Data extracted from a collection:
==*==
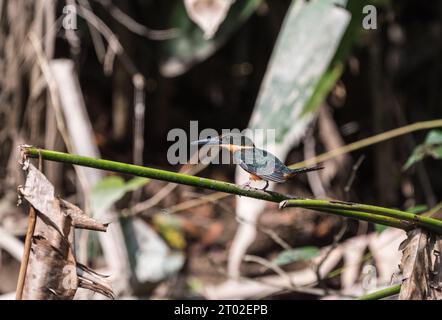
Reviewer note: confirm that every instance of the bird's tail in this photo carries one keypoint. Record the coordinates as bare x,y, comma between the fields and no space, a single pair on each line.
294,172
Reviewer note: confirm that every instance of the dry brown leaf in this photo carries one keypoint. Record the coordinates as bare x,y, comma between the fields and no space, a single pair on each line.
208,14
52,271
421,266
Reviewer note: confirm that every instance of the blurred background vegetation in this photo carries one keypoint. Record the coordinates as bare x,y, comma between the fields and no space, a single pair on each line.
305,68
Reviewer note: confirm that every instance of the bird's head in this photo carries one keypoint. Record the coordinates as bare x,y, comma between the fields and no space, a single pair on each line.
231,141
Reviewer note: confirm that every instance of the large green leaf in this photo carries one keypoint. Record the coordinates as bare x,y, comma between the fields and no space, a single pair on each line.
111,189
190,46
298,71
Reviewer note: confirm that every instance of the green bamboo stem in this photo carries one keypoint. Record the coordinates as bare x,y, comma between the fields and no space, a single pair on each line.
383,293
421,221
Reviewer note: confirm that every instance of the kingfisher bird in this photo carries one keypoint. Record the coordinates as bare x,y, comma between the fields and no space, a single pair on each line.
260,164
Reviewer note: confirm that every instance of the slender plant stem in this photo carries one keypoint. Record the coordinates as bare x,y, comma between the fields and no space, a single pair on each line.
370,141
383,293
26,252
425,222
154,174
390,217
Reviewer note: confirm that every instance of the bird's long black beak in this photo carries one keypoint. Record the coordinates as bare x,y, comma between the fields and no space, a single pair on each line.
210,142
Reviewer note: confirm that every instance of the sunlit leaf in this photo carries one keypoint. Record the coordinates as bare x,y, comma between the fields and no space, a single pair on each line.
==*==
Return every line of the records above word for word, leaving out the pictures.

### Exercise solution
Reviewer note: confirm that every instance of the bird's tail in this photo carries one keypoint. Record the coordinates as bare x,y, comma between the fields and no space, a single pair on each line.
294,172
Reviewer note: confirm that every instance of the dry brown leaf in this photo carries one keypoint. Record the coordinates as bare x,y, comma between the fields and no space, a single pair on each line.
208,14
52,271
421,266
Reviewer note: confirm that every instance of the blurred background vegetation in this photo carries one keypoint. Record the coordinates as bare x,y, comma between the fields and no space, a single pair on each line.
305,68
Reviewer note: confirm that every instance of the bird's head in this photo carries one keypoint. Record the coordinates as bare x,y, comma between the fields and no space, a single pair on each line.
231,141
Reviewer note: confirm that every instance of the large green leaf in this photo carries one keypoint. Record the coordinates as bare x,y, comma between the fields and no space, a single pair on each line.
111,189
190,46
298,71
Reviewer note: confirm that every instance of the green bamboo stem in this photo carries one keypoint. Record the coordinates as bare x,y, comma between the fields and no space, a single pair on each line.
383,293
421,221
Reviewer note: confirm that every instance of the kingfisher bird in this photo carries one keypoint. Record the coordinates as bare x,y, comma between the fields and no space, a single pair on each line.
260,164
Reviewer note: confirm that every instance of the slender plant stem in this photo carries one keypoint. Record the coordinates as bare x,y, comma between the fields and no space, a single pair on each line.
370,141
383,293
26,252
425,222
154,174
390,217
Reviewer note: confirm that every instance of the bird's long black beak in this photo carries one keypoint. Record the coordinates as bare x,y, comma between the fields and no space, a single pair on each line.
210,142
Reviewer note: confirm that every instance of the sunlit leaf in this photo carries one keypoint. Record the coordinates as bare x,y, comma between the fields and no space, a single pair on each line.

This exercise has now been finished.